*** Block opens ***

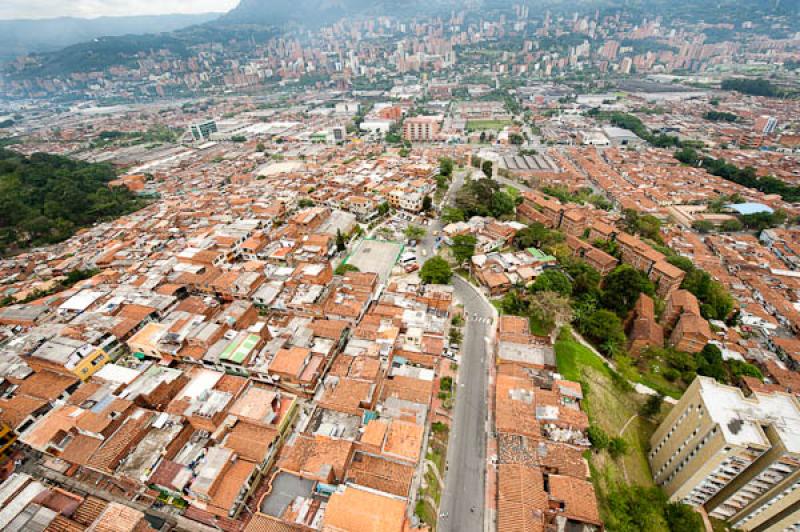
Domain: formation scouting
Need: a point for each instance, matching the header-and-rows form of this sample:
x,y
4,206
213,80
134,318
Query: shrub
x,y
617,447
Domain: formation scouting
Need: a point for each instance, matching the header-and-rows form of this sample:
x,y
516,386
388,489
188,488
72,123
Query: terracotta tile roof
x,y
408,388
46,384
404,440
332,329
578,497
80,449
316,457
89,510
266,523
227,487
347,395
250,441
357,510
115,447
380,473
118,518
290,361
14,411
521,499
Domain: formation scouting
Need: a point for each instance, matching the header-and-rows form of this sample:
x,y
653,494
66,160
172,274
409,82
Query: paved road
x,y
463,500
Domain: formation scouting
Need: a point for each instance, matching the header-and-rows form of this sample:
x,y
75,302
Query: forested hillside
x,y
45,198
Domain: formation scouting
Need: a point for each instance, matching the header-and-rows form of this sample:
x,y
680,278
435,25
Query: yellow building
x,y
91,364
7,438
737,456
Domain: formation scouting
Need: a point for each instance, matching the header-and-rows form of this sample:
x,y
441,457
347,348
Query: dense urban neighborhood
x,y
466,266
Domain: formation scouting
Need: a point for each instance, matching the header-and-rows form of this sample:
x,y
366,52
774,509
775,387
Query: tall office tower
x,y
737,456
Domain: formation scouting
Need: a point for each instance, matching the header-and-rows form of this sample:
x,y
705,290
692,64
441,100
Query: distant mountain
x,y
20,37
314,12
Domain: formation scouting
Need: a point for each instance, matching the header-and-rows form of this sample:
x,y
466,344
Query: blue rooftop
x,y
749,208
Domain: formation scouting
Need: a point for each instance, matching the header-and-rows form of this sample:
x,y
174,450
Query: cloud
x,y
11,9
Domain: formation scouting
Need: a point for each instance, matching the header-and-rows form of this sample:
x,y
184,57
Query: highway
x,y
463,502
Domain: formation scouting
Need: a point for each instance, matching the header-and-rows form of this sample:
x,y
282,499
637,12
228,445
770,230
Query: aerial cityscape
x,y
367,266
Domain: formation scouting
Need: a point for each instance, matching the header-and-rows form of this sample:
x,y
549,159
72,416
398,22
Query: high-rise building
x,y
421,128
203,130
737,456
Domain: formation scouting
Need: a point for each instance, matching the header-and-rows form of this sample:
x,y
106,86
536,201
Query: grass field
x,y
612,406
478,125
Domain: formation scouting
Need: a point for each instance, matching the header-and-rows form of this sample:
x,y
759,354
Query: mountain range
x,y
24,36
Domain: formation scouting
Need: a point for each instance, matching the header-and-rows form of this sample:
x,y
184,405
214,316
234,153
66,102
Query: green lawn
x,y
610,404
513,192
477,125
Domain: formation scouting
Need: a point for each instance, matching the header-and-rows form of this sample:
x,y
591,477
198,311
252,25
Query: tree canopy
x,y
436,271
46,198
483,197
622,287
463,247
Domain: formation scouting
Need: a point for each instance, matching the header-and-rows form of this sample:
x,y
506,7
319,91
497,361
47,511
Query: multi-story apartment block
x,y
421,128
737,456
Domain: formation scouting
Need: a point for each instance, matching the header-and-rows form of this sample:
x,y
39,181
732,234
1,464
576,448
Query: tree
x,y
622,287
486,168
711,364
732,226
703,226
463,247
502,204
446,166
413,232
514,304
341,243
683,263
604,329
597,437
715,301
452,215
552,281
549,310
617,447
585,279
535,235
435,271
681,517
652,407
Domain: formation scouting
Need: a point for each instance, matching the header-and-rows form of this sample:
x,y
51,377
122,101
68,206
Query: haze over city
x,y
358,266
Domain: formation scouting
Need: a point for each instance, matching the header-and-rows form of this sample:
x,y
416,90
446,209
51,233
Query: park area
x,y
627,497
376,256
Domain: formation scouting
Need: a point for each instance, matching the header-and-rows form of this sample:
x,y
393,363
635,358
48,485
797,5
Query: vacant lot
x,y
376,256
612,406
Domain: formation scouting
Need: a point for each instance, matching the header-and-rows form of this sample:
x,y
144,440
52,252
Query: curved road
x,y
462,506
463,502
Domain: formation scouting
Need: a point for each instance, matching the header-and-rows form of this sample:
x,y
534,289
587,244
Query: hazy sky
x,y
97,8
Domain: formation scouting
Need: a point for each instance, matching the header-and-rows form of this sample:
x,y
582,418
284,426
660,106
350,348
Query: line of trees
x,y
744,176
45,198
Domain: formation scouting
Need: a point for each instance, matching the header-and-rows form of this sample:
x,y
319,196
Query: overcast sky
x,y
96,8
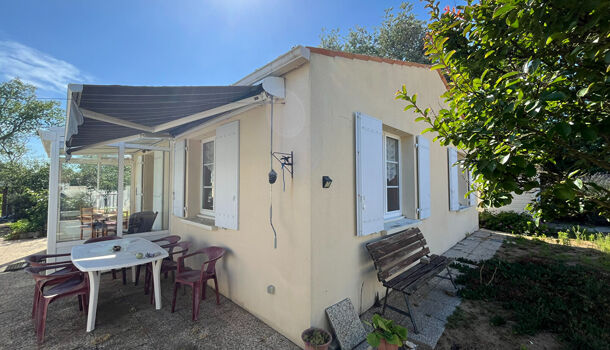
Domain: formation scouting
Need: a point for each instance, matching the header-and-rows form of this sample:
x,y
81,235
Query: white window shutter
x,y
423,176
179,176
454,200
226,193
472,197
369,175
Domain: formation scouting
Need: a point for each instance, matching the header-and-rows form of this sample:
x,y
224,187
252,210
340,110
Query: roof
x,y
354,56
100,113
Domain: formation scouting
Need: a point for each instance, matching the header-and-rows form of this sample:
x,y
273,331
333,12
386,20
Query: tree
x,y
527,99
21,115
400,37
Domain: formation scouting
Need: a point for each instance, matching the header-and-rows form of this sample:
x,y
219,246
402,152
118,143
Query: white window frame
x,y
388,215
206,212
466,173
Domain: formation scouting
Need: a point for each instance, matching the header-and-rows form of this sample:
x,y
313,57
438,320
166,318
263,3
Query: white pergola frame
x,y
53,141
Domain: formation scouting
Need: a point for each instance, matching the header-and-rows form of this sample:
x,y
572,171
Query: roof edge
x,y
355,56
291,60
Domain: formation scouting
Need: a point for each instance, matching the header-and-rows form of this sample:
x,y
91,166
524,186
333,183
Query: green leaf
x,y
373,339
503,10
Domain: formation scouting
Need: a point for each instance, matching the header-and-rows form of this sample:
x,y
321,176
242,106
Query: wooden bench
x,y
404,263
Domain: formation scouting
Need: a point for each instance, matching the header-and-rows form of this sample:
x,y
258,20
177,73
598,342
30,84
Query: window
x,y
208,174
392,159
463,184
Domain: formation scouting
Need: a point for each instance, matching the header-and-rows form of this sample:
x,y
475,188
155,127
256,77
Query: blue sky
x,y
51,43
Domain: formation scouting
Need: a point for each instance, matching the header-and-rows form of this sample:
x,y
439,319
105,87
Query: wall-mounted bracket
x,y
286,160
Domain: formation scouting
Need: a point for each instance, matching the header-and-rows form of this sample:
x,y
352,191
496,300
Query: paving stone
x,y
346,324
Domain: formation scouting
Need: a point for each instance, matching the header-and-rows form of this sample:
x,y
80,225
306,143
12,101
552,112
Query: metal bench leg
x,y
385,301
451,277
411,316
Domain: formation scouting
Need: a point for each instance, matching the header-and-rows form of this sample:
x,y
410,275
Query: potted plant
x,y
316,339
386,335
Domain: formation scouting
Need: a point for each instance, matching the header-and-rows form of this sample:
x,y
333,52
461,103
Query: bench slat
x,y
395,258
375,247
411,282
383,274
391,248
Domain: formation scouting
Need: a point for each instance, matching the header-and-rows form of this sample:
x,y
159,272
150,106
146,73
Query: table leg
x,y
94,287
157,282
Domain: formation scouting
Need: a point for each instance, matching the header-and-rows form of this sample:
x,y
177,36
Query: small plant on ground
x,y
384,329
571,301
316,337
497,321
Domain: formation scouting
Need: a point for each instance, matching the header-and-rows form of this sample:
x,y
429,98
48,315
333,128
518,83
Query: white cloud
x,y
37,68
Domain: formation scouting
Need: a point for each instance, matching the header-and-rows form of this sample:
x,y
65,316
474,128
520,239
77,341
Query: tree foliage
x,y
528,95
21,115
400,36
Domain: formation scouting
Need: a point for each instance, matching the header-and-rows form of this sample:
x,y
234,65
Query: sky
x,y
50,43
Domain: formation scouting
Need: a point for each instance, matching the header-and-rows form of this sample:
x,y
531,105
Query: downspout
x,y
272,178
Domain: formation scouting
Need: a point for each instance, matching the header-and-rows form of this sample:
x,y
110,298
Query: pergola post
x,y
53,206
119,196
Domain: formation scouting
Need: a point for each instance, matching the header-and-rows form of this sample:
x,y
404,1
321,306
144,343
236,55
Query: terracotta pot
x,y
385,346
309,346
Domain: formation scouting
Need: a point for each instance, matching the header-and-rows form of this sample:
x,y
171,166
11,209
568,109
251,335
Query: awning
x,y
99,114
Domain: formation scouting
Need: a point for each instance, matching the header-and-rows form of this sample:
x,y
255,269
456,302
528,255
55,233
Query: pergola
x,y
131,126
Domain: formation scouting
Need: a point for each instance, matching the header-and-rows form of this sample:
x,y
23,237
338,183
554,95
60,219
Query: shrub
x,y
571,301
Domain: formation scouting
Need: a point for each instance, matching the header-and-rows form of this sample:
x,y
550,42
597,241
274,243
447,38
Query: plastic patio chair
x,y
197,279
109,238
52,287
167,265
170,240
62,267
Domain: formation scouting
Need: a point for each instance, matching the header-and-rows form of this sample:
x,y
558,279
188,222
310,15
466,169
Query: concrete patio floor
x,y
437,299
126,320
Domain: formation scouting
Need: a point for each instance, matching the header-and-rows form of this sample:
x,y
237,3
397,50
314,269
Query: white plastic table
x,y
94,258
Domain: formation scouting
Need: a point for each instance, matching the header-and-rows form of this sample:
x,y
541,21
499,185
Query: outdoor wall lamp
x,y
326,181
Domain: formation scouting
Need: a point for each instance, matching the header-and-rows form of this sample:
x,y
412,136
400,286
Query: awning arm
x,y
210,112
117,121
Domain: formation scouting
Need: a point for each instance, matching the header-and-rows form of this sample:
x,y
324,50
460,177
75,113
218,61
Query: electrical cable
x,y
271,184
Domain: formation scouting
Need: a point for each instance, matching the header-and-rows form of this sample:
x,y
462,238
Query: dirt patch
x,y
487,325
476,325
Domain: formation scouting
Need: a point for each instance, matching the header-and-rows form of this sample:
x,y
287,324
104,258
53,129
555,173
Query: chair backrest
x,y
214,254
141,221
86,215
393,253
100,239
169,239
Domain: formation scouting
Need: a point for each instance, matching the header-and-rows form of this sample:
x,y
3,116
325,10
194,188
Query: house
x,y
202,157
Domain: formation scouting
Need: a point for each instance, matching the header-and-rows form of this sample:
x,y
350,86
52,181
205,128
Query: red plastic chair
x,y
109,238
63,267
53,287
197,279
167,265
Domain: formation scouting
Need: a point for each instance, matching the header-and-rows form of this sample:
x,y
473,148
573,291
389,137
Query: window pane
x,y
392,174
391,149
208,171
208,152
393,199
208,199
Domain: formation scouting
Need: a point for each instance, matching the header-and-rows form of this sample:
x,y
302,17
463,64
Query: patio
x,y
126,319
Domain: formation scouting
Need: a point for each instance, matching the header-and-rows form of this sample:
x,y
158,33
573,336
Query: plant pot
x,y
309,346
385,346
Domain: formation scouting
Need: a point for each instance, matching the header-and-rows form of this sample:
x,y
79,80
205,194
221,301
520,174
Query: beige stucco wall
x,y
252,263
341,86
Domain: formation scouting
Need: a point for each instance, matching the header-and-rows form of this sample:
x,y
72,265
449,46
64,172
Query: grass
x,y
543,294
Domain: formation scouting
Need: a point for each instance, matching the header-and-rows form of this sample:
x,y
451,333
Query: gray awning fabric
x,y
147,106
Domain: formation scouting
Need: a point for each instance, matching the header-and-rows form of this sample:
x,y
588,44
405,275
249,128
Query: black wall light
x,y
326,181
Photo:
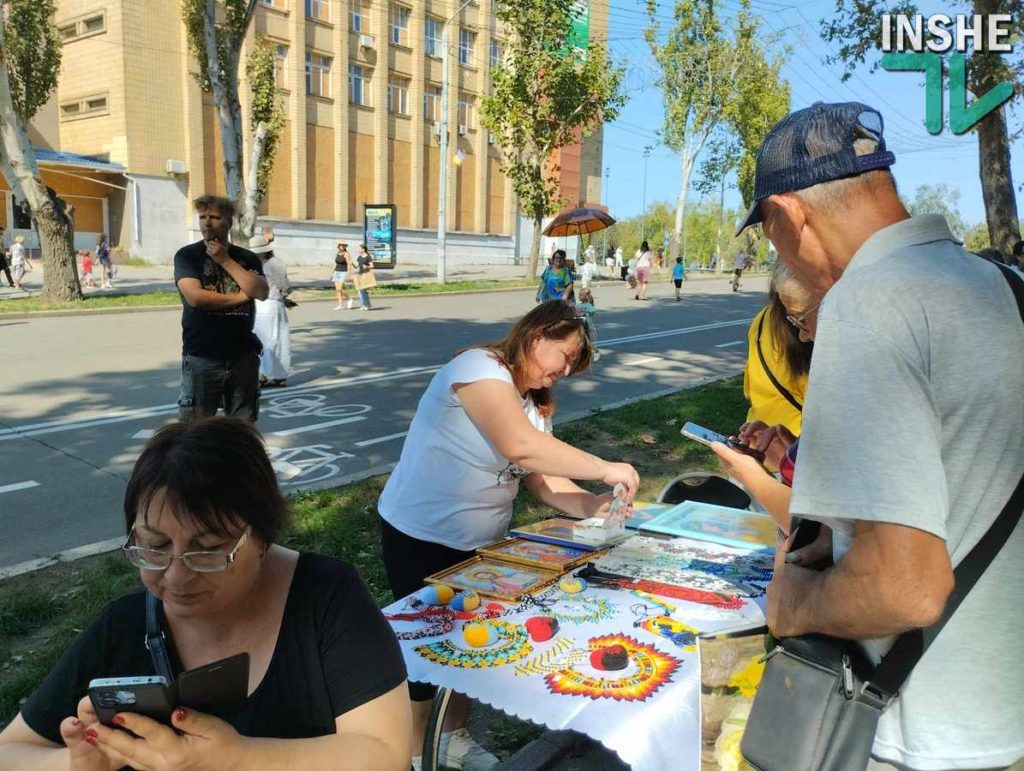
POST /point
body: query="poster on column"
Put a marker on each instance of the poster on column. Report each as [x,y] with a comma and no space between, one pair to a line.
[380,225]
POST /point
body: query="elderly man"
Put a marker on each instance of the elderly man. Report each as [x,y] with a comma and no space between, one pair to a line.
[218,282]
[913,438]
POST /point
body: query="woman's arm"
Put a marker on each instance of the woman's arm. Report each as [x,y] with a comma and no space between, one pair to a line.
[495,408]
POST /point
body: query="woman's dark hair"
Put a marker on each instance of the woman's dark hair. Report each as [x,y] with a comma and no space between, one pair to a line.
[214,472]
[553,319]
[796,352]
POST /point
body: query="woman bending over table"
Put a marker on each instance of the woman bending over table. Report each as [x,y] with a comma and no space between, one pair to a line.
[327,681]
[482,426]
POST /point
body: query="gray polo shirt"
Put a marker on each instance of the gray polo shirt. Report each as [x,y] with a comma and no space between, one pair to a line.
[914,417]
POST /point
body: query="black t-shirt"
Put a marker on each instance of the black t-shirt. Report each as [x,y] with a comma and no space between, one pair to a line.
[335,652]
[217,334]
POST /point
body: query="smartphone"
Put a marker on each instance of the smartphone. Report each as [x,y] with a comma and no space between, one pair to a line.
[707,436]
[142,695]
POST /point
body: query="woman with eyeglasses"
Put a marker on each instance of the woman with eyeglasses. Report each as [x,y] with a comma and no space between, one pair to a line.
[327,681]
[482,427]
[800,309]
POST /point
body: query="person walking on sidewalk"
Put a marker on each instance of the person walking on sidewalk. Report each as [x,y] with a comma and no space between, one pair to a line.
[218,282]
[342,265]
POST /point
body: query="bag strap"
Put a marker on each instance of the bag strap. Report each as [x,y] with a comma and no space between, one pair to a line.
[156,642]
[910,646]
[774,381]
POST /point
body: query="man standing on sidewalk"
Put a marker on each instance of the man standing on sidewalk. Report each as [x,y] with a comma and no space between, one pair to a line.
[218,282]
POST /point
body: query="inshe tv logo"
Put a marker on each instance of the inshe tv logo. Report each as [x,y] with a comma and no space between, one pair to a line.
[918,43]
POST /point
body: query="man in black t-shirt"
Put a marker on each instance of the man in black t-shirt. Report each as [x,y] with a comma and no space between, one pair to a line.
[218,282]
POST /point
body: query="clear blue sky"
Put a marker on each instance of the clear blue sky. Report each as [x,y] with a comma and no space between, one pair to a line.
[921,158]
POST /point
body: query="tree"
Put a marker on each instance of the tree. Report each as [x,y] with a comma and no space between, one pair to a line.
[546,94]
[708,68]
[31,48]
[217,49]
[939,199]
[855,29]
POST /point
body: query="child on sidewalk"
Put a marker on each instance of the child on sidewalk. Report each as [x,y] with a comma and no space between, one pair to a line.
[586,310]
[678,274]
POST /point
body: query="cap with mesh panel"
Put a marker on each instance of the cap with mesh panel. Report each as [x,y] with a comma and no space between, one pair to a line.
[815,145]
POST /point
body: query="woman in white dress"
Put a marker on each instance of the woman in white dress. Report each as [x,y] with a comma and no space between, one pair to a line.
[271,325]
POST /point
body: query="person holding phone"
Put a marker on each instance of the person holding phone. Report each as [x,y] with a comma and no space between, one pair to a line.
[327,680]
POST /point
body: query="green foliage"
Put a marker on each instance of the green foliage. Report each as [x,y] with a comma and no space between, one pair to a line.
[939,199]
[267,108]
[32,50]
[544,96]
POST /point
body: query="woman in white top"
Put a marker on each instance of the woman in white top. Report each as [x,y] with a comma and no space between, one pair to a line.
[481,427]
[644,262]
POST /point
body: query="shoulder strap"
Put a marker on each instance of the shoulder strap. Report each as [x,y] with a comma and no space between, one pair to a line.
[156,642]
[774,381]
[910,646]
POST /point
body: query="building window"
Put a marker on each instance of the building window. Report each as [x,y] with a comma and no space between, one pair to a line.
[317,75]
[281,67]
[81,28]
[318,9]
[467,42]
[358,85]
[432,36]
[397,95]
[467,111]
[431,102]
[87,106]
[359,15]
[399,25]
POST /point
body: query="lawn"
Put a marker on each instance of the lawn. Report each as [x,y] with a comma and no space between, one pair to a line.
[41,612]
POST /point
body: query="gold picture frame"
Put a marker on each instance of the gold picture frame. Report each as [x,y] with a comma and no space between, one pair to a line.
[496,579]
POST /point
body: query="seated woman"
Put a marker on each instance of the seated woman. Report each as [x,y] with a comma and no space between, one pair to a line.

*** Block closes ***

Search the material for "seated" and copy each matching line.

> **Answer to this problem**
body: query="seated woman"
Put a marker on each instance of the seated woman. Report each as [x,y] with a comma and no space between, one pair to a line.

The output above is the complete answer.